### TAREFAS A REALIZAR
[a] Responda, com base no texto sobre a medicina familiar na Suécia:
(i) Quantas visitas semanais são feitas habitualmente aos lares de terceira idade?
(ii) Que exames, além do material de pequena cirurgia e do laboratório próprio, existem nas unidades de cuidados primários?
(iii) Em que se convertia, às sextas-feiras, a primeira pausa para Fika?
[b] Resuma em duas frases o texto sobre a medicina familiar na Suécia.
[c] Retome o texto sobre a medicina familiar na Suécia a seguir à última frase apresentada.

### TEXTO DE ESTUDO
>>>>
Outros médicos de família ficam responsáveis por realizar consultas em lares de terceira idade associados ao centro de saúde. Habitualmente, são feitas 2 a 3 visitas semanais aos vários lares na proximidade do centro de saúde. Em caso de dúvidas específicas, o médico de família pode contactar diretamente o hospital e pedir para falar com um médico de uma determinada especialidade. Em menos de um minuto, estamos em contacto com um especialista de uma área diferente e podemos esclarecer a nossa dúvida. Em alguns casos, há necessidade de encaminhar o doente para cuidados hospitalares especializados ou mesmo para o serviço de urgência.

A minha experiência no sistema de saúde sueco permitiu-me compreender que o trabalho de um médico de família na Suécia é diferente do de um médico de família em Portugal, pois inclui tarefas que exigem um conhecimento mais profundo do diagnóstico e do tratamento de problemas de saúde nas várias faixas etárias. Isto significa que a maioria das pessoas com problemas de saúde mais comuns são orientadas apenas por médicos de família. O que também me fascinou foi o facto das unidades de cuidados primários estarem equipadas com material de pequena cirurgia e com um laboratório próprio, bem como exames como eletrocardiograma e provas funcionais respiratórias. Este facto contribui, obviamente, para um contexto de cuidados de saúde primários mais forte e autossuficiente, limitando os encaminhamentos hospitalares ao estritamente necessário.

Adicionalmente – e esta foi uma das grandes razões por ter escolhido este país para realizar o meu intercâmbio – a Suécia é conhecida por ter um bom equilíbrio entre a vida profissional e pessoal, o que me deixou curiosa para ver como isso é implementado na prática, nomeadamente nas unidades de saúde. O conceito Fika, internacionalmente conhecido, significa uma pausa para café com amigos e/ou colegas. De facto, diariamente fazíamos duas pausas para Fika, cujo tempo está reservado na própria agenda dos profissionais, para que todos se reúnam na copa para um momento de convívio, em que bebemos um café/chá e, nesta altura do ano, comemos bolachas de gengibre. Adicionalmente, às sextas-feiras, a primeira pausa para Fika convertia-se num pequeno-almoço em conjunto, com comida oferecida pela unidade e, muitas vezes, temático, dependendo da altura do ano. Por ser altura do Natal, tive também a oportunidade de ser convidada para o almoço de Natal da unidade, em que celebramos com comida típica e canções natalícias suecas.
<<<<
### ENTRADAS PARA ANÁLISE
>>>>
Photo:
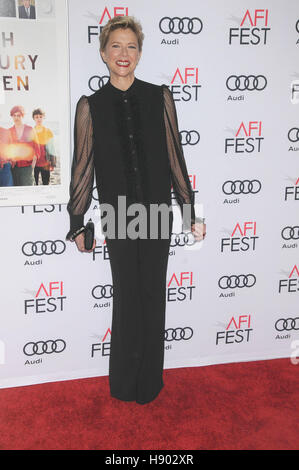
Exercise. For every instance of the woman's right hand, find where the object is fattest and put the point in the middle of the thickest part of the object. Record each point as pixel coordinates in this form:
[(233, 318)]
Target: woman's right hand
[(80, 243)]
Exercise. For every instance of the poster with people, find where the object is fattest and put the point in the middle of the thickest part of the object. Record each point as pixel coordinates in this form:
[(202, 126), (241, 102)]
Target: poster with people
[(34, 102)]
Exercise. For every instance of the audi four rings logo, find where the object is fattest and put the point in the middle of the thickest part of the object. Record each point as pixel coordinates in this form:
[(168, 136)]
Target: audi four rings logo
[(290, 233), (241, 187), (96, 83), (182, 239), (287, 324), (293, 134), (178, 25), (44, 347), (231, 282), (189, 137), (250, 83), (39, 248), (103, 292), (177, 334)]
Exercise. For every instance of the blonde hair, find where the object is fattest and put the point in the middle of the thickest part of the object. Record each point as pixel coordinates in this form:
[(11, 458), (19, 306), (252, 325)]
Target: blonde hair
[(123, 22)]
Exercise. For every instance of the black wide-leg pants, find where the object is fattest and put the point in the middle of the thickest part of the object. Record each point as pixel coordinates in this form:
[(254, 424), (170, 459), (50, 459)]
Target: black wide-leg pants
[(139, 269)]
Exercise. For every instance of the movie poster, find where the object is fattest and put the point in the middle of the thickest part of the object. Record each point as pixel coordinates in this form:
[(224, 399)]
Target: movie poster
[(34, 102)]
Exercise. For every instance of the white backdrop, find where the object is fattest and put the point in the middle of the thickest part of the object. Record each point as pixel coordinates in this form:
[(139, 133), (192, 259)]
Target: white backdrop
[(231, 298)]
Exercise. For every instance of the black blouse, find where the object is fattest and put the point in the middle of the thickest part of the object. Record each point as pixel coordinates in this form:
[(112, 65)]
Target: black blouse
[(130, 141)]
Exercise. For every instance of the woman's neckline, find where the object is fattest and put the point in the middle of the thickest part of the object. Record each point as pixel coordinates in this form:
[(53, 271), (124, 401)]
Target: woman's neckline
[(122, 91)]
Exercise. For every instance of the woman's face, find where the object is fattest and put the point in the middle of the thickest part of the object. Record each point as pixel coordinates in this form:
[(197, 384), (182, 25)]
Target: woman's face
[(17, 118), (38, 119), (121, 53)]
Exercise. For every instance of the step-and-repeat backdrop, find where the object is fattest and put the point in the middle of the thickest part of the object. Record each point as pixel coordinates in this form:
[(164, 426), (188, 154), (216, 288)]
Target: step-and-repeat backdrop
[(233, 69)]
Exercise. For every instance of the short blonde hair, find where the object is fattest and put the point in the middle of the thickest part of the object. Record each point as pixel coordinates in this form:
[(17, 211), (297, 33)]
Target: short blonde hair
[(123, 22)]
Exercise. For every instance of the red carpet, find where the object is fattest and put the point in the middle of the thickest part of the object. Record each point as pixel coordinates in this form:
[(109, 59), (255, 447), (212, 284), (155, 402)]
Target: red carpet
[(249, 405)]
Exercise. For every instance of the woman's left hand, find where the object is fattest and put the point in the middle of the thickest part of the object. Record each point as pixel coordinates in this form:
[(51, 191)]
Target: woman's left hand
[(198, 230)]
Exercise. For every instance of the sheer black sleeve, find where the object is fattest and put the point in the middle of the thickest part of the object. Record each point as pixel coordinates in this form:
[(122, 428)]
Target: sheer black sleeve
[(179, 174), (82, 175)]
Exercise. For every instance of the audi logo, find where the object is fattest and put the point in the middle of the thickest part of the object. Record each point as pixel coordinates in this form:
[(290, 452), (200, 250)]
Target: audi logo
[(96, 83), (241, 187), (48, 248), (102, 292), (189, 137), (44, 347), (287, 324), (178, 25), (182, 239), (177, 334), (242, 280), (290, 233), (250, 83), (293, 134)]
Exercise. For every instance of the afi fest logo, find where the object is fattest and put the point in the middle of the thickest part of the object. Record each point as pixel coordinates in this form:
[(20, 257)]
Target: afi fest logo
[(291, 284), (105, 16), (255, 34), (48, 209), (238, 330), (247, 140), (180, 287), (292, 192), (293, 136), (242, 238), (104, 346), (185, 84), (48, 298)]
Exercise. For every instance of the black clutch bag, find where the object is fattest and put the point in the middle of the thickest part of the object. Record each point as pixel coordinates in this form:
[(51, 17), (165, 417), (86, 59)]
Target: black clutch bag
[(89, 235)]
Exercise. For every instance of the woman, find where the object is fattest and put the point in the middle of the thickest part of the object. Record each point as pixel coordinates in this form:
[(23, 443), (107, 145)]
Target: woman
[(45, 139), (24, 149), (5, 164), (127, 131)]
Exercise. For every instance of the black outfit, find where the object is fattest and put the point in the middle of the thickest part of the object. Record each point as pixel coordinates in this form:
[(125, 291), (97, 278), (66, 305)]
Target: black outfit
[(131, 139), (23, 12)]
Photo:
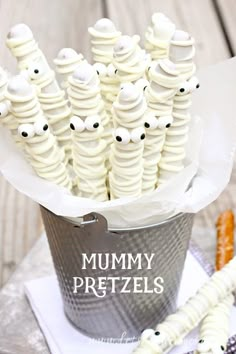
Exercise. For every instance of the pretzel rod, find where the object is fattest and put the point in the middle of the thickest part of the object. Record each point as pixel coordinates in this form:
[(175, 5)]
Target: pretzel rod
[(40, 146), (6, 118), (88, 147), (164, 82), (30, 59), (158, 36), (103, 38), (215, 328), (127, 151), (176, 326), (182, 52), (129, 59)]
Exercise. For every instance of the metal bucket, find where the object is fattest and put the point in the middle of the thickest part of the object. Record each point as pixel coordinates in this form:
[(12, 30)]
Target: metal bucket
[(118, 316)]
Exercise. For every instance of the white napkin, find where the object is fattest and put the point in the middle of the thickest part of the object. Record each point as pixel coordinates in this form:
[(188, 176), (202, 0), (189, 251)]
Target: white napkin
[(210, 151), (63, 338)]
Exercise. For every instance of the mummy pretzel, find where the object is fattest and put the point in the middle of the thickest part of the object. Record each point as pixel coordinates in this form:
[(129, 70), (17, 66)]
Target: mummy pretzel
[(88, 147), (214, 330), (40, 146), (175, 327), (66, 62), (158, 36), (174, 148), (129, 59), (127, 151), (103, 38), (164, 81), (6, 118), (23, 46)]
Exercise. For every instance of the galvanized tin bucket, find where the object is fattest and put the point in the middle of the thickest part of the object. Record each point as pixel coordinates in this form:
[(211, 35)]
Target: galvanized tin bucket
[(117, 316)]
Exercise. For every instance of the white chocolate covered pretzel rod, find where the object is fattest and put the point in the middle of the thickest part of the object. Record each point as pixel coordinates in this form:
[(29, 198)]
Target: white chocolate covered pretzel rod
[(176, 326), (104, 35), (6, 118), (40, 146), (215, 330), (129, 59), (88, 147), (127, 151), (164, 82), (158, 36), (23, 46)]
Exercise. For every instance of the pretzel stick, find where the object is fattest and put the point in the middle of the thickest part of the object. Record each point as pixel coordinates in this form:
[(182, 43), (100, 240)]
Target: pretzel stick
[(215, 328)]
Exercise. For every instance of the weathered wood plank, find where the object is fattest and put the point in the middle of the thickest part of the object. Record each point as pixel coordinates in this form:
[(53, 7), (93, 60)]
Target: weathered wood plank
[(202, 22), (198, 19), (56, 24), (227, 9)]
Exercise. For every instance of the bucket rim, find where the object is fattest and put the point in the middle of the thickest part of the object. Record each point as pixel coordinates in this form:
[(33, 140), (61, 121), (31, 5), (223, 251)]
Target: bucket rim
[(75, 221)]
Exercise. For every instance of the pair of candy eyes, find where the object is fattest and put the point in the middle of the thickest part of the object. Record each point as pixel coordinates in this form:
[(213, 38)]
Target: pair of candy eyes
[(29, 130), (91, 123), (103, 70), (123, 136), (221, 347)]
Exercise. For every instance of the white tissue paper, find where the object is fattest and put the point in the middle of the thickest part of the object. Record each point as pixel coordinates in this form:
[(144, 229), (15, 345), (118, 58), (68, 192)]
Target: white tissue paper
[(209, 162)]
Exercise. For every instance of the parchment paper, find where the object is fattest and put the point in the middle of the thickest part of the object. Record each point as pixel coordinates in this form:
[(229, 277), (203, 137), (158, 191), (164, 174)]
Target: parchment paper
[(210, 153)]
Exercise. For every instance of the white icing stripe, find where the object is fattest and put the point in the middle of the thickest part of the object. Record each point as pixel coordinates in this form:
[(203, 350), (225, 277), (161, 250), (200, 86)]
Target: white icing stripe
[(175, 327), (160, 103), (44, 156), (127, 151), (158, 35), (129, 59), (89, 149), (24, 47), (214, 330)]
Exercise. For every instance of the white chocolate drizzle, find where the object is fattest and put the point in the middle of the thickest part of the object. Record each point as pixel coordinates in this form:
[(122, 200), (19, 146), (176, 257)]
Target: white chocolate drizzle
[(30, 58), (175, 327), (127, 151), (215, 329), (104, 35), (129, 59), (158, 36), (89, 150), (6, 118), (164, 82)]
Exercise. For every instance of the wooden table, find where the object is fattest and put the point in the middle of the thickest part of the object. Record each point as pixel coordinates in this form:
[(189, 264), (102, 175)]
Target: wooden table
[(63, 23)]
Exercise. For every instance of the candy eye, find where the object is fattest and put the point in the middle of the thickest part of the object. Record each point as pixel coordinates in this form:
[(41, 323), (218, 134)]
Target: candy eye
[(92, 122), (151, 122), (138, 135), (193, 83), (122, 136), (41, 126), (142, 84), (100, 69), (3, 110), (111, 70), (147, 334), (26, 131), (184, 88), (77, 124), (165, 122), (35, 71)]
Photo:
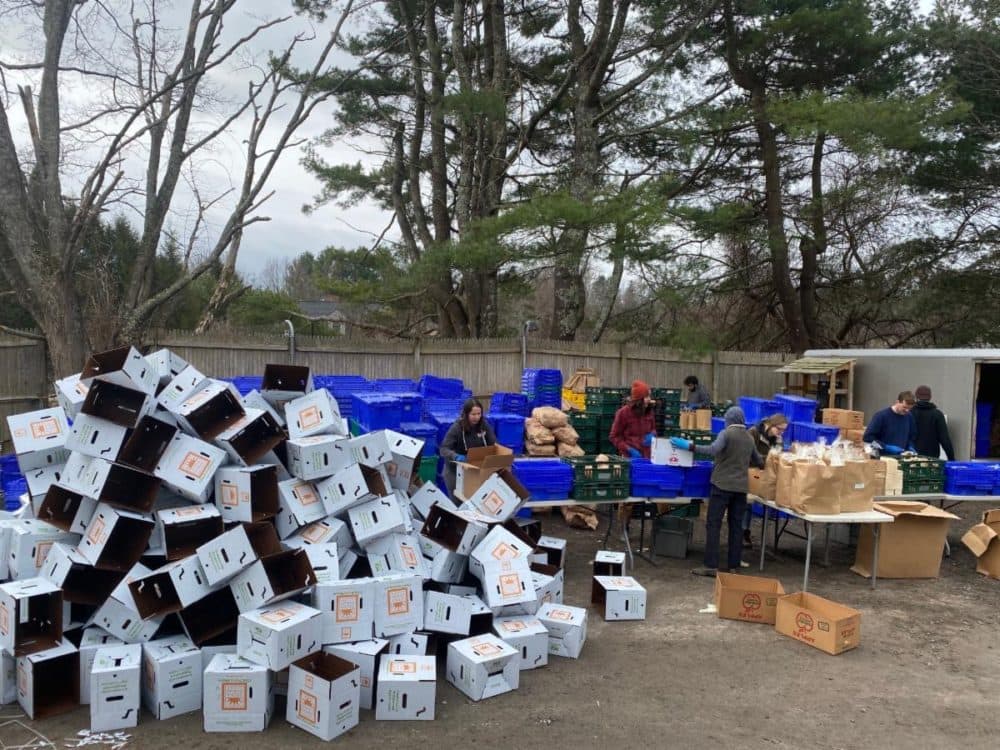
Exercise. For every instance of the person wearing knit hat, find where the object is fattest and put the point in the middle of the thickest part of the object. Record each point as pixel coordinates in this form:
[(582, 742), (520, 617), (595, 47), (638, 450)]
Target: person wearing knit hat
[(634, 427), (734, 454), (932, 429)]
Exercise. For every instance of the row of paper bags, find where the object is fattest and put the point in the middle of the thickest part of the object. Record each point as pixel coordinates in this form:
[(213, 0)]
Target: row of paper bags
[(815, 486)]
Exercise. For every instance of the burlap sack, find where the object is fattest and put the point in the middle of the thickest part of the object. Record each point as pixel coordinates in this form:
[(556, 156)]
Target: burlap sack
[(858, 483), (566, 435), (569, 451), (537, 433), (816, 488), (550, 416)]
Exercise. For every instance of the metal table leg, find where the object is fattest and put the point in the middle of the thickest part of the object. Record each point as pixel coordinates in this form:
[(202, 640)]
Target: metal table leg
[(876, 532), (805, 577)]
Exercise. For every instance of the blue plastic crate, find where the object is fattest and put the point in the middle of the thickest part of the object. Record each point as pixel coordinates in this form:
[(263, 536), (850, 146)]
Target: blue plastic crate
[(376, 411), (796, 408), (811, 432), (755, 409)]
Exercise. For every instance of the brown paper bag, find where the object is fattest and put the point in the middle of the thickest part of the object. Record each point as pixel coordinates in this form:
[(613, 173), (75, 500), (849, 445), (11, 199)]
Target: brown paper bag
[(858, 482), (816, 488)]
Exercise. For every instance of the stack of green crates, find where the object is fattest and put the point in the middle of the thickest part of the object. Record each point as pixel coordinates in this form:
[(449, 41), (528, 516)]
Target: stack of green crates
[(921, 474), (668, 408), (607, 479)]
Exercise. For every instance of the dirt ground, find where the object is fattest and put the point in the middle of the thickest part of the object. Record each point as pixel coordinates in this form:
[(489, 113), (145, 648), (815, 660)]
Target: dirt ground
[(927, 674)]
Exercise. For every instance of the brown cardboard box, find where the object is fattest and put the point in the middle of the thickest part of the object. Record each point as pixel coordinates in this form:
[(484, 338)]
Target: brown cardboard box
[(479, 465), (981, 541), (909, 547), (823, 624), (747, 598), (851, 420)]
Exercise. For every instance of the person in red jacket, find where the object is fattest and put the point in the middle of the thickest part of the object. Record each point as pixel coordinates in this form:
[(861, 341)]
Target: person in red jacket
[(635, 424)]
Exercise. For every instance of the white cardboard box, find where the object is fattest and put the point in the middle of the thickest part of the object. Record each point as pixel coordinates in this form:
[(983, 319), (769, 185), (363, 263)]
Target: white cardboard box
[(247, 493), (619, 598), (665, 454), (238, 695), (173, 668), (48, 682), (398, 604), (567, 628), (31, 616), (528, 636), (315, 413), (366, 655), (406, 688), (483, 666), (188, 466), (324, 695), (276, 635), (114, 688), (91, 640), (318, 456), (347, 607)]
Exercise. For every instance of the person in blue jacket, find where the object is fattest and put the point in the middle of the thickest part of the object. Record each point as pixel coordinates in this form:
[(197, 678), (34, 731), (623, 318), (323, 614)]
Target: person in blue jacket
[(894, 427)]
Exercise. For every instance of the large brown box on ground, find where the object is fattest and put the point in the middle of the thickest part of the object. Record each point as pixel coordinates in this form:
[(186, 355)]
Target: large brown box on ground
[(823, 624), (909, 547)]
<<<<
### RESPOSTAS ESCRITAS
[a]
(i) Habitualmente, são feitas 2 a 3 visitas semanais.
(ii) Eletrocardiograma e provas funcionais respiratórias.
(iii) Num pequeno-almoço em conjunto, com comida oferecida pela unidade.

[b] Na Suécia, a maioria das pessoas com problemas de saúde mais comuns é orientada apenas por médicos de família, e as unidades de cuidados primários dispõem de material de pequena cirurgia, laboratório próprio e exames como eletrocardiograma e provas funcionais respiratórias, o que limita os encaminhamentos hospitalares ao estritamente necessário. O equilíbrio entre a vida profissional e pessoal manifesta-se nas unidades de saúde em duas pausas diárias para Fika, com tempo reservado na agenda dos profissionais.

[c]
A mais-valia do intercâmbio é equivalente a todas as aprendizagens efetuadas, resultando em muito mais do que apenas duas semanas. O contacto com culturas diferentes promove o desenvolvimento pessoal e beneficia todo o percurso profissional que se segue. Para além da partilha de conhecimentos, as experiências internacionais permitem aprender mais sobre o que se faz de diferente noutros países. Não só porque os recursos disponíveis são diferentes, mas também porque a visão das mais diversas situações é influenciada pelo ambiente em que se vive. O programa Hippokrates Exchange permite-nos quebrar barreiras através da colaboração de diferentes profissionais, motivando-nos a ser e a fazer melhor.

Gostaria de aproveitar esta oportunidade para agradecer à WONCA, à EURACT e à Associação Portuguesa de Medicina Geral e Familiar (APMGF) por criarem oportunidades enriquecedoras como estas, e à Inês Castro, a Exchange Coordinator portuguesa, que me motivou a fazer o intercâmbio e me ajudou a organizá-lo. Para além disso, gostaria de agradecer a toda a equipa do Närhälsan Södra Torget Vårdcentral pelo acolhimento muito caloroso, e um agradecimento especial ao Dr. Adebayo Sanusi por ter aceitado o meu pedido e por ter partilhado comigo alguns dos seus grandes conhecimentos e experiência clínica.

Gostaria também de aproveitar esta oportunidade para motivar os meus colegas a participarem nestas iniciativas, tanto nacionais como internacionais, pois são experiências que enriquecem muito as nossas vidas, tanto a nível pessoal como profissional.